* **TASK TO CARRY OUT**
Transcribe exactly each line of the entries, from the opening line to the line with "TARGET: low garden wall", with both of those lines included.
##### RECORD SET
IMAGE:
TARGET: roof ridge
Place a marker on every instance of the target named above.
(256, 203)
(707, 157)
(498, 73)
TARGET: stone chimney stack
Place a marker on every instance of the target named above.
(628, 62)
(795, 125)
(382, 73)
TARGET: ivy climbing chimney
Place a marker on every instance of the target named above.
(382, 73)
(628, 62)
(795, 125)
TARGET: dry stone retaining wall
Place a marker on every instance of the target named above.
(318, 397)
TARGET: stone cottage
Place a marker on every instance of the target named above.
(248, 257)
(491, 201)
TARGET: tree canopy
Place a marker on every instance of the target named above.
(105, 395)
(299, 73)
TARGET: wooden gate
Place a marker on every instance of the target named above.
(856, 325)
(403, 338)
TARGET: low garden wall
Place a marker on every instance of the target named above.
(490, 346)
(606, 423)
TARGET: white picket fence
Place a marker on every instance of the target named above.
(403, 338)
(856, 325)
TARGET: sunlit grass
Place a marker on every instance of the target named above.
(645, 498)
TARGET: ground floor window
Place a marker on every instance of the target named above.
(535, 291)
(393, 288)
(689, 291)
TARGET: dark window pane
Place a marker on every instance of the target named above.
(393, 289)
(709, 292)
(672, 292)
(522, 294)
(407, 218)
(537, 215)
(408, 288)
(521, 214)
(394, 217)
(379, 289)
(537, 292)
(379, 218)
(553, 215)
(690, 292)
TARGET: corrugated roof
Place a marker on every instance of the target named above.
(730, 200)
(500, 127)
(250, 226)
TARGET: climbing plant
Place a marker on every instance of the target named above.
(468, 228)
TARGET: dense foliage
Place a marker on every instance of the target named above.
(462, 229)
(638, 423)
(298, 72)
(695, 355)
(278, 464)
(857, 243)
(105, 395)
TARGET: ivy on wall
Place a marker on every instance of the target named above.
##########
* **SOLVED EXERCISE**
IMAGE:
TARGET: roof ridge
Place a marker on every instance of the target named above.
(256, 203)
(707, 157)
(498, 73)
TARGET: stone chimney stack
Place a marker on every instance of the target named above.
(628, 62)
(795, 125)
(382, 73)
TARGET: ivy climbing chimney
Place a marker on every instance of the target named above.
(382, 73)
(628, 62)
(795, 125)
TARGET: dry stone retaining wall
Place a marker on every instance of the target named above.
(318, 397)
TARGET: stone cottage
Place a marker on every instance of the target named above.
(248, 257)
(491, 201)
TARGET: tree canopy
Place a marker on every instance of the target named above.
(105, 395)
(299, 73)
TARGET: wooden gate
Place a marker on every instance of the target named above.
(856, 325)
(403, 338)
TARGET: low garden wall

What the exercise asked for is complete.